━━━━━ ESTRATTO DEL DOCUMENTO ━━━━━

L’aria è pesante, è vero, ma perché è piena di verità. E la verità fa male.
Le pareti sembrano riportare i segni dei corpi, nonostante siano lisci e puliti. Per terra sembra di vedere le impronte dei piedi nudi sul pavimento, ma non c’è niente. La stanza è vuota, non c’è nessuno. Eppure non c’è più spazio. Si soffoca.
Ogni persona che è passata di lì in qualche modo è rimasta lì. Se ci si concentra si riescono a vedere i loro volti, si riesce a immaginarli. Uomini e donne come me e te, le guance scavate dalla fame, le braccia rovinate dal lavoro, gli occhi segnati dall’impossibilità di dormire e dalle lacrime. Gocce di linfa vitale che se ne vanno man mano, insieme alle speranze, ai ricordi, ai desideri.
Non hanno avuto possibilità. Non gli è stato dato il permesso di uscire e vedere un’ultima volta il cielo.
Non ho pianto durante la visita del campo. Non ne avevo il diritto. Non riuscivo a trovare le forze per piangere. Martina Marasi 5R
Vedere la morte per capire la vita
Io non ho vissuto quelle che è successo lì dentro. L’ho immaginato, sì. L’ho visualizzato, sì. Ma non lo ho vissuto. Non credo sia giusto piangere senza provare la sofferenza che ti fa uscire le lacrime.
Davanti al Memoriale degli italiani abbiamo ascoltato indirettamente la voce dei nostri concittadini. Parmigiani deportati a Mauthausen che hanno avuto la fortuna di sopravvivere e raccontare la loro storia. Ragazzi, studenti come noi. Voci di un passato che sembra più odierno dell’oggi.
Oggi, nella prima tappa del nostro viaggio, ho capito che sono partita non solo per scoprire cosa si celava dietro il filo spinato. L’ho fatto per capire cos’è la vita, per capire perché si vive. Mi è venuto da chiedermi cosa avessi vissuto finora.
Un ragazzo del Bocchialini, durante la condivisione delle riflessioni, ha detto una cosa che mi ha spiazzato e mi ha fatto ragionare allo stesso tempo. “Entrando nel campo mi sono sentito vivo” ha detto. Come se solo vedendo la morte che ha pitturato il campo si potesse capire che siamo vivi. Martina Marasi 5R.
Il viaggio della memoria impone rigore
Sarebbe stato tutto così piacevole.
Un gruppo di giovani ragazzi per qualche giorno in giro per l’Europa, nuove esperienze e nuove conoscenze…
Ma mentre una gita di classe infonde spensieratezza, il viaggio della memoria impone rigore.
Rigore perché Mauthausen è più di un museo: è un memoriale ed in quanto tale assume importanza solo nel momento in cui tu riconosci quel valore. Il ricordo non vive nelle pietre dei muri di Mauthausen, ma nella sensibilità di ognuno di noi.

━━━━━

**OBIETTIVO:**
Puoi ricopiare alla lettera, dal testo sul viaggio a Mauthausen, la parte che si apre con le parole contenenti "Non hanno avuto" e si chiude con "uscire le lacrime."?

━━━━━ DATI ARCHIVIATI ━━━━━

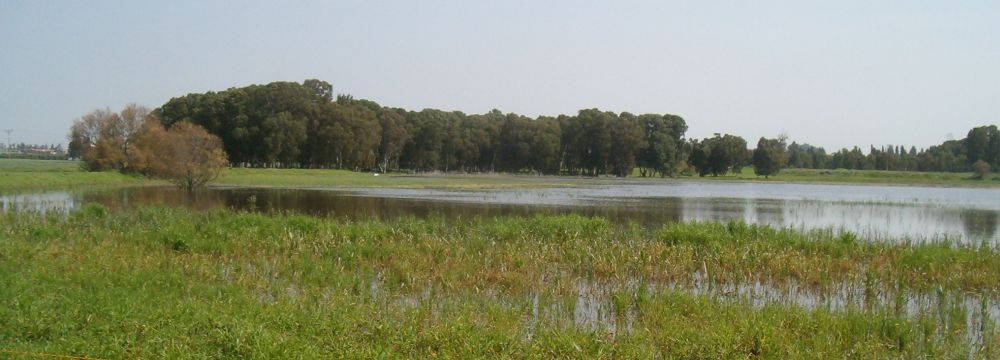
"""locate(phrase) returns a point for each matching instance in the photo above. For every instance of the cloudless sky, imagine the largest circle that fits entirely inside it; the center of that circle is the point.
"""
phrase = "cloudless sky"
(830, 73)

━━━━━
━━━━━ DATI ARCHIVIATI ━━━━━

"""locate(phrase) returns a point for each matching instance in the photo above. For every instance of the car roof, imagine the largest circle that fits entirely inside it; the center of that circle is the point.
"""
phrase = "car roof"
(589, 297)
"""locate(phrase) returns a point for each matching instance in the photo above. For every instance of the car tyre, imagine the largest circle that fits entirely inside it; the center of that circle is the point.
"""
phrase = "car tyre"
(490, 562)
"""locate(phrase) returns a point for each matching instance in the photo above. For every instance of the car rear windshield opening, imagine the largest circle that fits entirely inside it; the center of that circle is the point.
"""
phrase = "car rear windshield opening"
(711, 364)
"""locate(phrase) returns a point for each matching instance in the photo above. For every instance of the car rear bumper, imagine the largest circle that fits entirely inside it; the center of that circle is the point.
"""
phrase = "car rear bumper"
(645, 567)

━━━━━
━━━━━ DATI ARCHIVIATI ━━━━━

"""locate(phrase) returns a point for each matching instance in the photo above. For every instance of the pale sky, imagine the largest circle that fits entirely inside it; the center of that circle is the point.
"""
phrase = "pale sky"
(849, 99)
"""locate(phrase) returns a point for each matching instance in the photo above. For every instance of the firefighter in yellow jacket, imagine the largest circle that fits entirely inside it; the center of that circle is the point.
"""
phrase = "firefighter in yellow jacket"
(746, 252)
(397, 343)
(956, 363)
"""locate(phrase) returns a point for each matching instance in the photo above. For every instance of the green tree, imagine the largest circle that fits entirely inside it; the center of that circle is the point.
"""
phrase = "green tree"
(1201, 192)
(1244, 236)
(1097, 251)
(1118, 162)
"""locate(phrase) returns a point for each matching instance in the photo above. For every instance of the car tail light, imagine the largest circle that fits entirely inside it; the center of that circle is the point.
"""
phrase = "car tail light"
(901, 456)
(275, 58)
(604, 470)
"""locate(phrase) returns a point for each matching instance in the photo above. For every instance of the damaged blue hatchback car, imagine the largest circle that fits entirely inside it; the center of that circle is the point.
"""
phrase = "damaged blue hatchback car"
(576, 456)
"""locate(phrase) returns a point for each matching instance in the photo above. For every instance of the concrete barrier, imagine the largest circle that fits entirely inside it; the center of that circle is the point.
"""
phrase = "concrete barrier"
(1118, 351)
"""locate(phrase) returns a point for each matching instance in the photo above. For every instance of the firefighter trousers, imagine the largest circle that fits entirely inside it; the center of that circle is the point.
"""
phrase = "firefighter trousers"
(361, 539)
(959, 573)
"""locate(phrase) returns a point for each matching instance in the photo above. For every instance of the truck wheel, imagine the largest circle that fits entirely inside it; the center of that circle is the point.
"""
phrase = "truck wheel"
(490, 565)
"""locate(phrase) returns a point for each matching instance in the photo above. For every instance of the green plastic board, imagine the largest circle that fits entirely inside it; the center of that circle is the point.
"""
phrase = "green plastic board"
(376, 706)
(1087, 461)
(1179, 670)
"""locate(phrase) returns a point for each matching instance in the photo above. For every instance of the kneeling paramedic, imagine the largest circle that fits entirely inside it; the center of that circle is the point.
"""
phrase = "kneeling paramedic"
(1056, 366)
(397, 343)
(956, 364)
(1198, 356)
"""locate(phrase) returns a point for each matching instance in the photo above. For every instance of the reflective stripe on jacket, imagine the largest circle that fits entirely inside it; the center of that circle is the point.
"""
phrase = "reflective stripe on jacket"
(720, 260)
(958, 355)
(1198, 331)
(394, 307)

━━━━━

**RISULTATO:**
Non hanno avuto possibilità. Non gli è stato dato il permesso di uscire e vedere un’ultima volta il cielo.
Non ho pianto durante la visita del campo. Non ne avevo il diritto. Non riuscivo a trovare le forze per piangere. Martina Marasi 5R
Vedere la morte per capire la vita
Io non ho vissuto quelle che è successo lì dentro. L’ho immaginato, sì. L’ho visualizzato, sì. Ma non lo ho vissuto. Non credo sia giusto piangere senza provare la sofferenza che ti fa uscire le lacrime.